* [INFORMATION SHOWN]:
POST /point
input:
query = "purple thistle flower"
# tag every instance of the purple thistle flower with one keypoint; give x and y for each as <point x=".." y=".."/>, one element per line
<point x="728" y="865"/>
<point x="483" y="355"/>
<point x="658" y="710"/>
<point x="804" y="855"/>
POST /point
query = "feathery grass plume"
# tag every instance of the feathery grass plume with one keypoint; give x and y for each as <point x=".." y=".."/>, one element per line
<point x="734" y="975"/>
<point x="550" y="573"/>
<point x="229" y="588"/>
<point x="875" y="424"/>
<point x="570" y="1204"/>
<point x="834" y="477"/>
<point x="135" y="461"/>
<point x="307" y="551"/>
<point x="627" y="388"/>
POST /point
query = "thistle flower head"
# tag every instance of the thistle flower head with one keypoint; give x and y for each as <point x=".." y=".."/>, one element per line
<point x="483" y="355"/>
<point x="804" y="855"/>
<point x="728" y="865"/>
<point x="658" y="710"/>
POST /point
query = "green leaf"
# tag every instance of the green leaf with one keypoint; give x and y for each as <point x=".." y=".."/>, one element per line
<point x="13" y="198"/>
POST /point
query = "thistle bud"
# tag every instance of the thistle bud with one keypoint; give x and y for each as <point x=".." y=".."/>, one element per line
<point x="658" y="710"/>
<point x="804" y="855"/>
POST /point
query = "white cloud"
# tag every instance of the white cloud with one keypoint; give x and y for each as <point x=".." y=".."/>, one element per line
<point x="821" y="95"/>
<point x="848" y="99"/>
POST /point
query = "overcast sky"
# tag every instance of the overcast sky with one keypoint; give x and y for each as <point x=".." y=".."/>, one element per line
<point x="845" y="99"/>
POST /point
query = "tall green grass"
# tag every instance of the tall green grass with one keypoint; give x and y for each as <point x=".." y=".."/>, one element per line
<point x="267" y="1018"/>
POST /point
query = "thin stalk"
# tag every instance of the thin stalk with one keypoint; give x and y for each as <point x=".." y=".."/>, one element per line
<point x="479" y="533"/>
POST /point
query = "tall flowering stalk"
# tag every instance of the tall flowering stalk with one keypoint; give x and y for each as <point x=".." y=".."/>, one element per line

* [DIRECTIONS FOR THIS TASK]:
Above are some records; repeat all of them exactly.

* [REPLY TO THE TASK]:
POST /point
input:
query = "purple thistle flower"
# tag every instance of the purple thistle flower with one keypoint; give x and y for each as <point x=".." y=".."/>, one element per line
<point x="728" y="865"/>
<point x="483" y="355"/>
<point x="658" y="710"/>
<point x="804" y="855"/>
POST /point
query = "feathery grass plume"
# tag every instance of the feathery grass plume with one keypoint; give x and y for each as <point x=".." y=".."/>, one element per line
<point x="734" y="975"/>
<point x="550" y="573"/>
<point x="229" y="588"/>
<point x="875" y="424"/>
<point x="570" y="1204"/>
<point x="834" y="477"/>
<point x="135" y="461"/>
<point x="307" y="551"/>
<point x="627" y="388"/>
POST /point
query = "thistle flower head"
# tag every instance of the thistle flower head with one keypoint; give x and y for each as <point x=".." y=".."/>, one element per line
<point x="483" y="355"/>
<point x="804" y="855"/>
<point x="728" y="865"/>
<point x="658" y="710"/>
POST /point
query = "green leaf"
# tag every instance of the green leaf with one keypoint; give x and y for each as <point x=".." y=".."/>, one element per line
<point x="13" y="198"/>
POST /point
query = "thistle bud"
# tag every instance of the thistle bud with one keypoint; give x and y for each as <point x=".." y=".."/>, one element per line
<point x="658" y="710"/>
<point x="804" y="855"/>
POST /point
query = "white cloud"
# tag every instance of the white cloud with one keypoint; give x and y for each as <point x=".." y=".."/>, one element per line
<point x="821" y="95"/>
<point x="848" y="99"/>
POST /point
query = "overcast sky"
# tag every instance of the overcast sky with one keypoint; give x and y for each as <point x=".." y=".."/>, one element per line
<point x="845" y="99"/>
POST /point
query = "tall green grass"
# tag every instance of the tall green grass with one keypoint; give x and y for each as <point x=".." y=".."/>, one element per line
<point x="267" y="1018"/>
POST /point
query = "thin stalk"
# tag every instance of the thin stalk with one keypoint; give x and y for each as <point x=".." y=".."/>, one element per line
<point x="479" y="533"/>
POST /point
query = "tall flowering stalk"
# tag every instance of the tall flowering stalk with one keypoint; give x and y for each as <point x=".." y=".."/>, one element per line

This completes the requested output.